#### [SELECTED TEXT]
________________

If the sense of smell appears to have been eclipsed by the other senses in Western culture, there is one realm in which it retains an almost mythic stature—memory. reminiSCENT acknowledges the powerful relationship between smell and memory, and explores the artistic and cultural potential of this undervalued sense. Documentation in literature and science indicates that no other sense evokes memory as intensely as smell. For Marcel Proust, a whiff of madeleine conjured up the world of childhood; for Helen Keller, smell was a “potent wizard” that transported one across thousands of miles. Even newborns, after just a few days, recognize and remember their mothers via the distinctiveness of smell. As compelling as these olfactory experiences are, there is a tendency to regard smells purely on the level of immediacy.

Yet fragrances also bear complex social meanings. How, what and why we smell are subject to many cultural influences – one only has to consider hygiene, and the myriad ways in which the body is bathed, cared for and scented, to appreciate the way smell plays a role in embodying and transmitting culture. In short, smell is as much a learned, cultural practice as it is a physical act of perception.

The five projects in reminiSCENT focus on both of these aspects of scent, as a practice and a physical act. Smell and memory can interact in diverse ways, especially when memory is considered via its multiple dimensions: personal, cultural, social and historical. How, for instance, do odours affect the self and the narrative of one’s life? How can scents symbolize or mark political moments and historical eras? In what ways are aromas significant to the creation of cultural memories and identity? How do power and status play out on an olfactory level? Such questions are implicitly raised in the performative installations of reminiSCENT.

________________

#### [SUPPLIED ENTRIES]
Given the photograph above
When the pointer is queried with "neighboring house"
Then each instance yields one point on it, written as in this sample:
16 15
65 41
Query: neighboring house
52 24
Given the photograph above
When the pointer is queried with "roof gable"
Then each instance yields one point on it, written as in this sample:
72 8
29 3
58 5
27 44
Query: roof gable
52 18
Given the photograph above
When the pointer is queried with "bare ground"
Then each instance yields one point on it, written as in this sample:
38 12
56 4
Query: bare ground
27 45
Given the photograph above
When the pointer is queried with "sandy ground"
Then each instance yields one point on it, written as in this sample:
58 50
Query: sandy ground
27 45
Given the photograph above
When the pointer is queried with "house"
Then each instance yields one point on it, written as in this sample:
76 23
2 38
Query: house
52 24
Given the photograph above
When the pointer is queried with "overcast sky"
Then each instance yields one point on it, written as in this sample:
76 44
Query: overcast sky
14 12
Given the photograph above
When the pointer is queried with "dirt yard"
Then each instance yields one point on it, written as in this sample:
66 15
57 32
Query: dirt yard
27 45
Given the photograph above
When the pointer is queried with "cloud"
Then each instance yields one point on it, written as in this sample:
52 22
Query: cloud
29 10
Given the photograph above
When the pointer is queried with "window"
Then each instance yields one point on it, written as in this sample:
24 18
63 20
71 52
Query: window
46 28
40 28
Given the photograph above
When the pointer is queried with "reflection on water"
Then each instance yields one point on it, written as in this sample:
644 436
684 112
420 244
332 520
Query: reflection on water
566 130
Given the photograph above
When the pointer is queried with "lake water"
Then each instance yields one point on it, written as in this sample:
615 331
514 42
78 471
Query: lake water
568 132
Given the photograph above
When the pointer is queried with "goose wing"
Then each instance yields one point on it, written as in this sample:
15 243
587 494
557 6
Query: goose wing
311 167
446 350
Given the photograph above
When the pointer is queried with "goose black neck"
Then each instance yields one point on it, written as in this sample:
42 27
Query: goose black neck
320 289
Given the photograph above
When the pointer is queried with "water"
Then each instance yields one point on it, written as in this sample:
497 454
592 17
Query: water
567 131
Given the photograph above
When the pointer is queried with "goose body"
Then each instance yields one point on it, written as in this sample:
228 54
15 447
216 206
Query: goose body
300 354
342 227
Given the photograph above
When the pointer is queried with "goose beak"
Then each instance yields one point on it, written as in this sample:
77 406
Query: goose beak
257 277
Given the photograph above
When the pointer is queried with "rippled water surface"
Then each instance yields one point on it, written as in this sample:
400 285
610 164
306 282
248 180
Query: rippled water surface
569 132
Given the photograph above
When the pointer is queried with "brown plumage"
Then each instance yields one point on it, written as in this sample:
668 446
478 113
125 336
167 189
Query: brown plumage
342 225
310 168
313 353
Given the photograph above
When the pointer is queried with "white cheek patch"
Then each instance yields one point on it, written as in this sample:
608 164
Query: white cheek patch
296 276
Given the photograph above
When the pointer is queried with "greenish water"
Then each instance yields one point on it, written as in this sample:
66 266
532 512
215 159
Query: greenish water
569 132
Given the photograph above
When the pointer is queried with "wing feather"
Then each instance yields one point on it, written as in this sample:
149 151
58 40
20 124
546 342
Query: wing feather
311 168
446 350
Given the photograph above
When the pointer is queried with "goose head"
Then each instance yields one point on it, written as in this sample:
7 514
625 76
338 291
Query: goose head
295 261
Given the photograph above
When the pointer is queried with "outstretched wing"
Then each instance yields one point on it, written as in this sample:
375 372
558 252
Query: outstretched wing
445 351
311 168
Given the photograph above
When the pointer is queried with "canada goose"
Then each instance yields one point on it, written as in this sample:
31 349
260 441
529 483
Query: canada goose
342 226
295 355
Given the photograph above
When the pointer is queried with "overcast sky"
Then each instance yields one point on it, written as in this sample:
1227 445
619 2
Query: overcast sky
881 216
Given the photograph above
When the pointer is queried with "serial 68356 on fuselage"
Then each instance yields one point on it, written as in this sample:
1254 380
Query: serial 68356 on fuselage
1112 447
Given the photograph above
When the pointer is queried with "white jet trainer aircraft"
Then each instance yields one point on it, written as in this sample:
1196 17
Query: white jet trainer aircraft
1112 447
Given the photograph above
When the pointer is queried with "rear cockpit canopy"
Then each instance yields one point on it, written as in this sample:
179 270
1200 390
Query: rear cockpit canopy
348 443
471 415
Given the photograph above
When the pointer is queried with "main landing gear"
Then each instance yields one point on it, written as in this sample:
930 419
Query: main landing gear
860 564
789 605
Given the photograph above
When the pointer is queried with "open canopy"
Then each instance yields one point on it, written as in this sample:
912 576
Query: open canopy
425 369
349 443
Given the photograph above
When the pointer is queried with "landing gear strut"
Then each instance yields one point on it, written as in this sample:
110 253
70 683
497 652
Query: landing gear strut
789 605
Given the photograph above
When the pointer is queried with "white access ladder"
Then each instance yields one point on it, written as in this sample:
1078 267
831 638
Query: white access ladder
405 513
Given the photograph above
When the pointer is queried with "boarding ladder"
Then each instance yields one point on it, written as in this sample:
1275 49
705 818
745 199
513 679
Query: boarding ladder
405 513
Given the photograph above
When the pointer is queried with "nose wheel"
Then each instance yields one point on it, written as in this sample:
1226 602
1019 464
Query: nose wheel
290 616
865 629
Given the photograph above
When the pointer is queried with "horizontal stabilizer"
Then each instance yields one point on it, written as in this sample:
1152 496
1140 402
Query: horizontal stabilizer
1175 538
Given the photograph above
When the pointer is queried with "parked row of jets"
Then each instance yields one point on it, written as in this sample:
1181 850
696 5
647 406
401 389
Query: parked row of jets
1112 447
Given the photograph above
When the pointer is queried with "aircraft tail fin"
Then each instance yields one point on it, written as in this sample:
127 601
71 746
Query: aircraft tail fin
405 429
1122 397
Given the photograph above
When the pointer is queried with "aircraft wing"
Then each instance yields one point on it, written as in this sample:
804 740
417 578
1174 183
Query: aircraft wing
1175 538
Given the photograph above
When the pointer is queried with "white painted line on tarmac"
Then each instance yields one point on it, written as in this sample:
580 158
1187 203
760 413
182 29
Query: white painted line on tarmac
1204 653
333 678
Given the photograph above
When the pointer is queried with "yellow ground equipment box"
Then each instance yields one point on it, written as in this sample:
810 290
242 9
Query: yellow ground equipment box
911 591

________________

#### [WHAT NEEDS TO BE DONE]
Copy out the full text on smell and memory from above, word for word, without any changes.

#### [OUTPUT OF THE EXERCISE]
If the sense of smell appears to have been eclipsed by the other senses in Western culture, there is one realm in which it retains an almost mythic stature—memory. reminiSCENT acknowledges the powerful relationship between smell and memory, and explores the artistic and cultural potential of this undervalued sense. Documentation in literature and science indicates that no other sense evokes memory as intensely as smell. For Marcel Proust, a whiff of madeleine conjured up the world of childhood; for Helen Keller, smell was a “potent wizard” that transported one across thousands of miles. Even newborns, after just a few days, recognize and remember their mothers via the distinctiveness of smell. As compelling as these olfactory experiences are, there is a tendency to regard smells purely on the level of immediacy.

Yet fragrances also bear complex social meanings. How, what and why we smell are subject to many cultural influences – one only has to consider hygiene, and the myriad ways in which the body is bathed, cared for and scented, to appreciate the way smell plays a role in embodying and transmitting culture. In short, smell is as much a learned, cultural practice as it is a physical act of perception.

The five projects in reminiSCENT focus on both of these aspects of scent, as a practice and a physical act. Smell and memory can interact in diverse ways, especially when memory is considered via its multiple dimensions: personal, cultural, social and historical. How, for instance, do odours affect the self and the narrative of one’s life? How can scents symbolize or mark political moments and historical eras? In what ways are aromas significant to the creation of cultural memories and identity? How do power and status play out on an olfactory level? Such questions are implicitly raised in the performative installations of reminiSCENT.